╭──
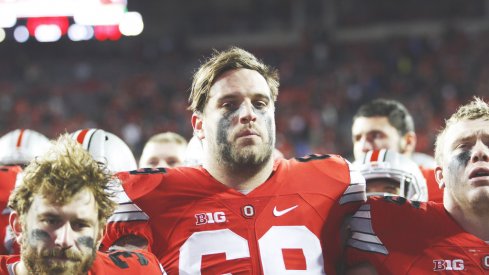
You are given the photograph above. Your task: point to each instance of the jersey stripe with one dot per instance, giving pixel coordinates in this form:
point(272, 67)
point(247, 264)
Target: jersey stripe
point(128, 216)
point(356, 190)
point(19, 139)
point(126, 210)
point(363, 236)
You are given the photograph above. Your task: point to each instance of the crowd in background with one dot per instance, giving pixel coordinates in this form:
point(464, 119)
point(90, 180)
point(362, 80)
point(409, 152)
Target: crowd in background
point(135, 90)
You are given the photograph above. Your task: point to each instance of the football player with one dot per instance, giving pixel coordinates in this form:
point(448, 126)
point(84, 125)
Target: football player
point(241, 212)
point(17, 149)
point(387, 124)
point(58, 217)
point(163, 150)
point(392, 235)
point(389, 173)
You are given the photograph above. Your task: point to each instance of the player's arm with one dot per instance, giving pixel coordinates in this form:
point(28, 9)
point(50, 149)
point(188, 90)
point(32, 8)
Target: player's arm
point(130, 242)
point(128, 228)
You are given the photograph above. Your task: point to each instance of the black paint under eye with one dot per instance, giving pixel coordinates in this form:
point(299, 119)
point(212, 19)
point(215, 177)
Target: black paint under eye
point(464, 158)
point(39, 235)
point(86, 241)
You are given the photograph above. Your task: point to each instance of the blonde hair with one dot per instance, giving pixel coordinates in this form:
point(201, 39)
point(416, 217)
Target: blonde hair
point(221, 62)
point(475, 109)
point(168, 137)
point(60, 174)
╰──
WHAT IS BEING ASKED:
Transcribe the records above exactly, but only from the line that contains "Target: black paint under eye" through their final line, inclusive.

RESPONSE BOX:
Target: black paint under eye
point(464, 158)
point(39, 235)
point(86, 241)
You are given the photograph above. Your task: point to each instance of the blonde hair with one dot per instance, giving pixel coordinates in this form:
point(201, 39)
point(416, 217)
Target: blonde hair
point(221, 62)
point(475, 109)
point(168, 137)
point(60, 174)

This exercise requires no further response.